** Source passage **
════════════════
The Selwyn School is an independent, coeducational day school located in Argyle, Texas. Founded in 1957, the school educates grades Pre-Kindergarten through 12. An individualized, experiential approach to education is the cornerstone of a Selwyn education.

The school has an enrollment of over 100, primarily from Denton, but also from surrounding north Texas towns including Argyle, Aubrey, Corinth, Copper Canyon, Flower Mound, Highland Village and Sanger.

History

In 1955, Denton Civic Boys Choir School, was founded. But after two years a group of prominent Denton residents, led by John Ross of Moore Business Forms, put together a non-profit group to take over the school. With a borrowed $100, the school, renamed Denton Preparatory School in 1957, began classes in a building leased from Texas Woman's University. Thirty-three students attended kindergarten through 9th grade and it had five teachers. Leading that faculty was another Ross recruit: John D. Doncaster, a former English instructor at Southern Methodist University. Two years later Doncaster led the school to a new location to accommodate the 85 students and the fledgling boarding program. Parents and school community members worked to convert the barns into classrooms and the house into a dormitory.
════════════════
** Supplied material **
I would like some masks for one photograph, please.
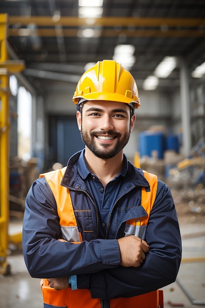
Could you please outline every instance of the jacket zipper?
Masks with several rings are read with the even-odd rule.
[[[135,188],[136,187],[143,187],[142,186],[141,186],[140,185],[135,185],[134,187],[132,187],[131,189],[130,189],[128,191],[127,191],[127,192],[125,192],[125,193],[124,193],[124,194],[122,195],[121,196],[121,197],[120,197],[119,198],[118,198],[117,199],[117,200],[115,202],[114,204],[113,205],[113,206],[112,208],[111,211],[110,212],[110,216],[109,216],[109,218],[108,219],[108,225],[107,226],[107,229],[106,229],[106,235],[105,235],[105,239],[107,239],[108,238],[108,233],[109,231],[109,229],[110,229],[110,222],[111,220],[111,218],[112,218],[112,216],[113,215],[113,212],[114,209],[114,208],[117,204],[117,202],[118,202],[118,201],[119,201],[119,200],[120,199],[121,199],[121,198],[122,197],[123,197],[123,196],[124,196],[126,194],[128,193],[128,192],[130,192],[130,191],[131,191],[131,190],[132,190],[133,189],[134,189],[134,188]]]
════════════════
** Exercises to complete **
**1)** Quote the Selwyn School text word for word, everything from "In 1955, Denton" down to "into a dormitory.".
**2)** According to the Selwyn School text, who led the faculty when Denton Preparatory School began classes?
**3)** Translate this sentence from the Selwyn School text into Spanish: "Founded in 1957, the school educates grades Pre-Kindergarten through 12."

** Solutions per task **
**1)**
In 1955, Denton Civic Boys Choir School, was founded. But after two years a group of prominent Denton residents, led by John Ross of Moore Business Forms, put together a non-profit group to take over the school. With a borrowed $100, the school, renamed Denton Preparatory School in 1957, began classes in a building leased from Texas Woman's University. Thirty-three students attended kindergarten through 9th grade and it had five teachers. Leading that faculty was another Ross recruit: John D. Doncaster, a former English instructor at Southern Methodist University. Two years later Doncaster led the school to a new location to accommodate the 85 students and the fledgling boarding program. Parents and school community members worked to convert the barns into classrooms and the house into a dormitory.

**2)** John D. Doncaster, a former English instructor at Southern Methodist University, led the faculty.

**3)** Fundada en 1957, la escuela imparte enseñanza desde prekínder hasta el grado 12.